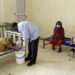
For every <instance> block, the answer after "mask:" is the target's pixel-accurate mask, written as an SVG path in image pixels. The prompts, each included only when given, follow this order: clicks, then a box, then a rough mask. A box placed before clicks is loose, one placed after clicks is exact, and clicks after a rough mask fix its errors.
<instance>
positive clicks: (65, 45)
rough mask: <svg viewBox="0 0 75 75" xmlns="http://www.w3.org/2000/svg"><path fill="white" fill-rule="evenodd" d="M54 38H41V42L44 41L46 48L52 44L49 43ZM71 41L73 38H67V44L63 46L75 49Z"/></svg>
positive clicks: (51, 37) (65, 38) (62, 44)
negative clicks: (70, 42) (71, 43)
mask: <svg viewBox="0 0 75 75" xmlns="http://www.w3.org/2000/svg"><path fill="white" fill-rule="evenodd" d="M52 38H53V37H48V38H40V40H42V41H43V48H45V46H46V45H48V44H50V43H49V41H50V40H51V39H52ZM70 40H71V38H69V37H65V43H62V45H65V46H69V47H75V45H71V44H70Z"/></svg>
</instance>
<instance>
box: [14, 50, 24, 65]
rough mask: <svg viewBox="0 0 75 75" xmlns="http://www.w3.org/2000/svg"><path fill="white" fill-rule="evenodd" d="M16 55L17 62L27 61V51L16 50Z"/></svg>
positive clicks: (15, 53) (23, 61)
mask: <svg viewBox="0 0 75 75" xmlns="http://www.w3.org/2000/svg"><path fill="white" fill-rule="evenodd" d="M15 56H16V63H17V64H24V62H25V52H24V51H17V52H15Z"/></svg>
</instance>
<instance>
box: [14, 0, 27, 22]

**********

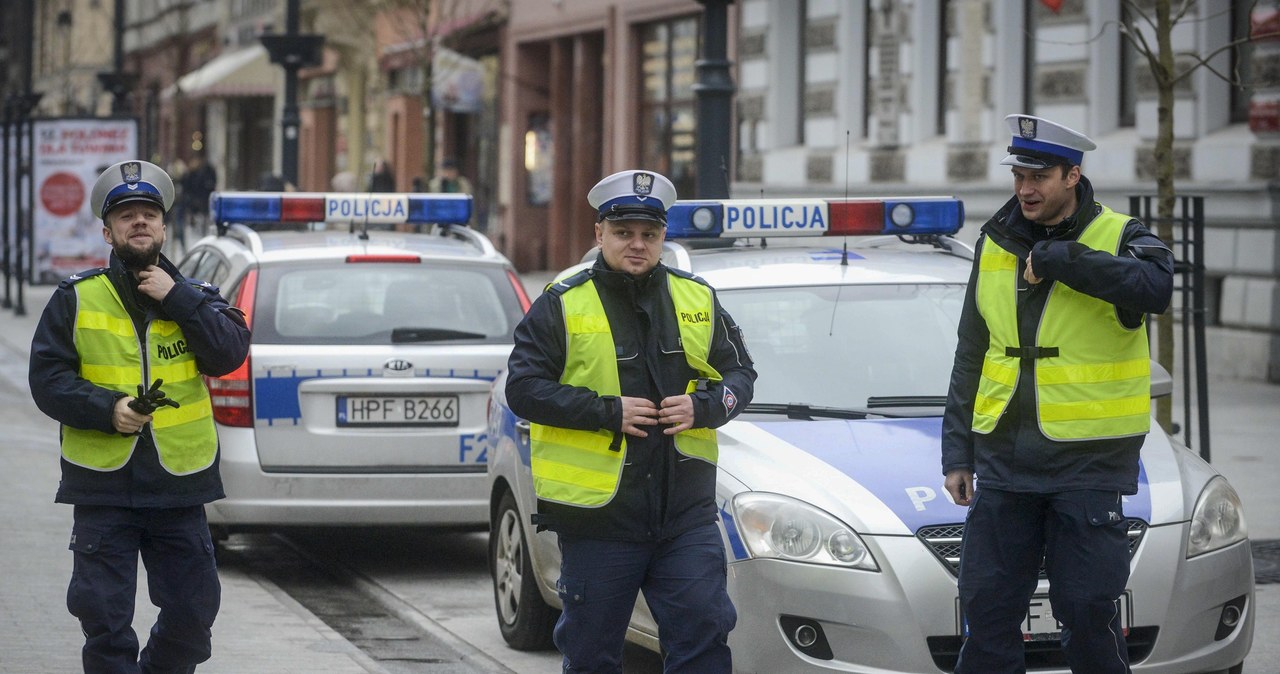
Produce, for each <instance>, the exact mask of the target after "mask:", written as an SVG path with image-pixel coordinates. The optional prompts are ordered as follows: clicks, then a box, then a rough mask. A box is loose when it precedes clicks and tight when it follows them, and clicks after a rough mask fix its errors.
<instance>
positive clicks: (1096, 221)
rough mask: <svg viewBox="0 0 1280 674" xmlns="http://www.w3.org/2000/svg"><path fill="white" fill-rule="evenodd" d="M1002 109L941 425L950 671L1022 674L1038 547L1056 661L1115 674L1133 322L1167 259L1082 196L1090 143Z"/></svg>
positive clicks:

**********

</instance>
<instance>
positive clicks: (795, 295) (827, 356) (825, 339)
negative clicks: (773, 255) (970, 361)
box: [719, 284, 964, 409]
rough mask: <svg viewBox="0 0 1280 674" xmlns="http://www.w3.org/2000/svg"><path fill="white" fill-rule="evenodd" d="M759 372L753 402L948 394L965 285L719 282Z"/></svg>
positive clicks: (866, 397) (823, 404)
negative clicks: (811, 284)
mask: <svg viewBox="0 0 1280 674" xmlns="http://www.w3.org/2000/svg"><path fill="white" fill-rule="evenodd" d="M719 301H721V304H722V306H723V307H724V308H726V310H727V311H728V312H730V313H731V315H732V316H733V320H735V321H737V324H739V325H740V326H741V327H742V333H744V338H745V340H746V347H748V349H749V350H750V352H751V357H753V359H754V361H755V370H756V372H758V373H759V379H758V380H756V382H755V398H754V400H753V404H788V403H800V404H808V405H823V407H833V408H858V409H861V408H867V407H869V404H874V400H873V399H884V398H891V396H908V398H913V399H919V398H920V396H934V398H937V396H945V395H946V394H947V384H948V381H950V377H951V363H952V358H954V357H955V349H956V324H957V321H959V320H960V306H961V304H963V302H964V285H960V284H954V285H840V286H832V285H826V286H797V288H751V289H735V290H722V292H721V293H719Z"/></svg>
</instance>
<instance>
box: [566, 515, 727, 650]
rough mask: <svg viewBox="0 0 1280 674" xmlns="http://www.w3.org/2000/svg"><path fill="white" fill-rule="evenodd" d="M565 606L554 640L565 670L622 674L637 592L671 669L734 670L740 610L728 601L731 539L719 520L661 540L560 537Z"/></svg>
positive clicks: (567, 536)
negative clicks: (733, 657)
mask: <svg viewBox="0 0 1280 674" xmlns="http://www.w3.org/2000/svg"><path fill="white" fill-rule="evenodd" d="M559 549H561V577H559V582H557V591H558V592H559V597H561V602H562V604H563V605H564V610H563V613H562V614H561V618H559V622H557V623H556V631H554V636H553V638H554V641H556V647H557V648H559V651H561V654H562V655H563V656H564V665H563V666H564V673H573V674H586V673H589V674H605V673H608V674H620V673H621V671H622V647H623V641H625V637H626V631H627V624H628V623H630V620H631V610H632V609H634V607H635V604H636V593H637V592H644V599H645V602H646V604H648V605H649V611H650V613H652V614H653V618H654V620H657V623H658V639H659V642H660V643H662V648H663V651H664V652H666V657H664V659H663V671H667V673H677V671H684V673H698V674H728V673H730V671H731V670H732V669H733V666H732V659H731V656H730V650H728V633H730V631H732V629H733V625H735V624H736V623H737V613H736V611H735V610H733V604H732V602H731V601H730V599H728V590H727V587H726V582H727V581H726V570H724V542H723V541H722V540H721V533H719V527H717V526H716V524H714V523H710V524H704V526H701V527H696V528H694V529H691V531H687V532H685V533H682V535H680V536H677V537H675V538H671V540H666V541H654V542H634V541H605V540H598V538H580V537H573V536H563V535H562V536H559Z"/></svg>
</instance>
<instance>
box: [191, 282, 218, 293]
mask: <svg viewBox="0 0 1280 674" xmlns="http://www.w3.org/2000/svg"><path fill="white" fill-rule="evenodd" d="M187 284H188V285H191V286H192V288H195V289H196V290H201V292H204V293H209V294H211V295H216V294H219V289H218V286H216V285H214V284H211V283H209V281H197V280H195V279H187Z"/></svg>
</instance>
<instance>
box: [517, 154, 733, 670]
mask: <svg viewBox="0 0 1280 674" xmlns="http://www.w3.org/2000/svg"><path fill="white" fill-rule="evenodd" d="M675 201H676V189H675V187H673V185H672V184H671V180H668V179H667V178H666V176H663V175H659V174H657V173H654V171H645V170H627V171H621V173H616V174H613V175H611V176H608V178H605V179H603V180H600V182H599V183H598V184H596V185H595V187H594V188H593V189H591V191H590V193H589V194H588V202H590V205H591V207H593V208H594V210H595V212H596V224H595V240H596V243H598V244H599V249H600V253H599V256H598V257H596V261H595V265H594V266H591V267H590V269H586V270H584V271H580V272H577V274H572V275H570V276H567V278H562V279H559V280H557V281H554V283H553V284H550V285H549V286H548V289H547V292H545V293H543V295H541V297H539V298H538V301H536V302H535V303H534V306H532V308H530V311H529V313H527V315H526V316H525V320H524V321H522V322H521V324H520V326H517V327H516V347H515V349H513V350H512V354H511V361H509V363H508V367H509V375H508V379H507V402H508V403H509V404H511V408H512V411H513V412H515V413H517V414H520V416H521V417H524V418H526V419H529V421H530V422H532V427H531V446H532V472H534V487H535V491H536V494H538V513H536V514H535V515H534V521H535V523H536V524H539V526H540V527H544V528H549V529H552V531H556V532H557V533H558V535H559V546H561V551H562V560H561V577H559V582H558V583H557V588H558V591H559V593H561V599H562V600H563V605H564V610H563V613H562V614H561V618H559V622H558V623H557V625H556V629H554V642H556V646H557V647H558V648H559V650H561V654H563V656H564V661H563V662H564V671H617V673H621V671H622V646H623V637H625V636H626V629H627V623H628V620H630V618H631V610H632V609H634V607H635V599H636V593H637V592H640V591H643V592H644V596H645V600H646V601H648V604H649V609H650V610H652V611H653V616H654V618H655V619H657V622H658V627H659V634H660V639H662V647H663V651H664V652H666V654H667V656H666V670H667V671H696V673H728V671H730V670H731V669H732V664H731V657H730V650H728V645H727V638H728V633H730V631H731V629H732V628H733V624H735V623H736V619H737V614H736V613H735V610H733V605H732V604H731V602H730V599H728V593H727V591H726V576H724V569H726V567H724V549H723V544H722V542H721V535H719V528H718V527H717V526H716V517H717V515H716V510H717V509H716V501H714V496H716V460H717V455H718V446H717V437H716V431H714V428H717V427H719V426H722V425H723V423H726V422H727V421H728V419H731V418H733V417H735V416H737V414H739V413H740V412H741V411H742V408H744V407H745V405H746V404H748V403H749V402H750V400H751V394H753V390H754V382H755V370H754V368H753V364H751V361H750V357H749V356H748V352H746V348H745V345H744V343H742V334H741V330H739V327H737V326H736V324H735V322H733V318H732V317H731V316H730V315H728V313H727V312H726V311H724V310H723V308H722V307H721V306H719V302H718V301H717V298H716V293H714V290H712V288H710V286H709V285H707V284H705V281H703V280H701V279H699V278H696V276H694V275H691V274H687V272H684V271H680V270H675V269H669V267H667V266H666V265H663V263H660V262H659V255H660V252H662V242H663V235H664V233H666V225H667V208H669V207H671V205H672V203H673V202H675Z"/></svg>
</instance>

**********

• WHAT NEEDS TO BE DONE
Put the lines from the one containing "For every <instance>" through the one containing "positive clicks: (65, 45)" into a JSON list of strings, one string per line, with blank lines left out.

• TASK RESULT
[
  "For every <instance> block, the answer after \"mask:\" is the target's pixel-accurate mask, written as an SVG path in image pixels. The prompts, each included only when given, follow this order: clicks, then a box, then a rough mask. A box placed before clicks is loose, one placed after clicks is exact, and clicks after a rough mask fix its errors.",
  "<instance>",
  "positive clicks: (65, 45)"
]